- **Selected passage**
================
The CRO Hiring Playbook Has Forever Changed
The interview process for revenue leadership roles now at Owner includes a mandatory AI component. Candidates are evaluated on:
- What they’re actively doing with AI tools (not just awareness)
- How they’re implementing AI in their current stack
- Their genuine curiosity about AI applications (fake it ’til you make it doesn’t work here)
The goal isn’t to hire AI experts—it’s to hire AI-native leaders who understand that their role is evolving from people management to hybrid human-AI team orchestration.
The 70-80% Revenue Activity Target
The math is simple but transformative. Traditional sales reps spend maybe 20-30% of their time on actual revenue-generating activities. AI automation is pushing high-performing teams toward 70-80% revenue-generating time.
The ideal AI-augmented sales day:
- 4 demos
- 2 strategic follow-ups
- Healthy white space for pipeline generation and opportunity advancement
- Zero time on CRM hygiene, note-taking, or administrative tasks
But here’s the critical caveat: poor AI orchestration creates terrible customer experiences. Irrelevant automated emails and generic follow-ups can destroy deals faster than no automation at all. The customer journey must be thoughtfully architected, not just automated.
The Management Intelligence Revolution
The most sophisticated revenue teams are building “management intelligence layers”—always-on AI systems that provide rep-by-rep insights and proactive alerts when deals go off track. This isn’t about surveillance; it’s about coaching amplification.
When coaching becomes your number one activity as a CRO (which it should), AI becomes your force multiplier. The systems can identify coaching moments, surface deal risks, and provide data-driven insights that would take hours of manual analysis.
Specialization vs. Generalization: The Great Reshuffling
AI is blurring the traditional lines between self-serve, commercial, and mid-market sales motions. The result? More specialization in human roles, with AI handling the connective tissue between specialized functions.
================
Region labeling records
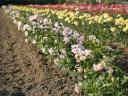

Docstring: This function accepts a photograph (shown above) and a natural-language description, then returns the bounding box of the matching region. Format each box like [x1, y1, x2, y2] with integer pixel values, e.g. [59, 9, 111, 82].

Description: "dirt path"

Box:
[0, 9, 76, 96]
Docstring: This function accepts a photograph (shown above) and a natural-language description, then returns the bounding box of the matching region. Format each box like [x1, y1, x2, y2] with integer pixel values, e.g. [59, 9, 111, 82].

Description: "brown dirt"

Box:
[0, 9, 77, 96]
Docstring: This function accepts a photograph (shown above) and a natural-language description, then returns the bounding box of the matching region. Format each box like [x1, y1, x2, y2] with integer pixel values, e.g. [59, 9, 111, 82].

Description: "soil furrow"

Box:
[0, 9, 76, 96]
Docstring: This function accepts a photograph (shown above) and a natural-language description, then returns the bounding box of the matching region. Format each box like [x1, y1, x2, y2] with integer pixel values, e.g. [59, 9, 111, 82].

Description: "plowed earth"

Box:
[0, 9, 77, 96]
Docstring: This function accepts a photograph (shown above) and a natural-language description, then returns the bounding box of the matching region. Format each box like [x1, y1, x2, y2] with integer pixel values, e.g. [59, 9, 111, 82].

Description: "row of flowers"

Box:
[29, 4, 128, 14]
[4, 6, 128, 96]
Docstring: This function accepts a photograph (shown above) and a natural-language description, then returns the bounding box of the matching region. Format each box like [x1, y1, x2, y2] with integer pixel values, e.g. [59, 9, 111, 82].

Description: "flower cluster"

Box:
[4, 4, 128, 96]
[71, 44, 91, 64]
[30, 4, 128, 13]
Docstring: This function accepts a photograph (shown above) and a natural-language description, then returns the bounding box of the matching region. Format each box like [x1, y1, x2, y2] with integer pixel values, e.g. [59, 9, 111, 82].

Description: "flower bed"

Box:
[2, 6, 128, 96]
[29, 4, 128, 14]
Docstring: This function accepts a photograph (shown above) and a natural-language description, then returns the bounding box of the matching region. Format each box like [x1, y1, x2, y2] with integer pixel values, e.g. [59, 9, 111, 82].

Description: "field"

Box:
[0, 4, 128, 96]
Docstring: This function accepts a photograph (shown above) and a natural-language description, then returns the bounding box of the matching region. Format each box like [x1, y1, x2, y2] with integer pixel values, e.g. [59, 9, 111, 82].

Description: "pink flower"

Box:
[48, 48, 53, 54]
[93, 63, 105, 71]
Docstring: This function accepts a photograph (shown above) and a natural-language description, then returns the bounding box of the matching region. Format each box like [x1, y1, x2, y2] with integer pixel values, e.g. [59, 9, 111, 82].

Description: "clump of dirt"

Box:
[0, 9, 77, 96]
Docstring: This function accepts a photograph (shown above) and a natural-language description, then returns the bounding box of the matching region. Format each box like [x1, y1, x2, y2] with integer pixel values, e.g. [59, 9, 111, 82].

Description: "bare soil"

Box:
================
- **Stated goal**
Please continue the article on AI in sales leadership, starting after its last sentence.

- **Output for this task**
Humans will focus on:
- High-value demos and discovery
- Complex onboarding and implementation
- Strategic relationship building
- Deal structuring and negotiation
AI will own:
- Initial qualification and nurturing
- Cross-sell signal identification
- CRM management and data enrichment
- Basic customer support and FAQ handling
The Performance Distribution Effect
Here’s what most CROs aren’t talking about: AI will dramatically widen the performance gap between elite and mediocre sellers. Top performers will see exponential gains from AI augmentation, while average performers may struggle to adapt and could find themselves displaced.
This creates a talent strategy challenge. Do you invest in upskilling your middle performers, or do you focus resources on amplifying your stars? The companies winning this transition are making tough choices about where to place their bets.
Contact Centers: The Canary in the Coal Mine
The contact center transformation is a preview of what’s coming for sales. Companies are already laying off 25-30% of support teams due to AI’s ability to handle tier 1 tickets. Some organizations are running 20,000+ AI-driven interactions across their customer base.
The delta between AI marketing claims and reality is still significant, but the trajectory is clear. Revenue leaders who wait for “perfect” AI solutions will find themselves managing teams that can’t compete on cost or efficiency.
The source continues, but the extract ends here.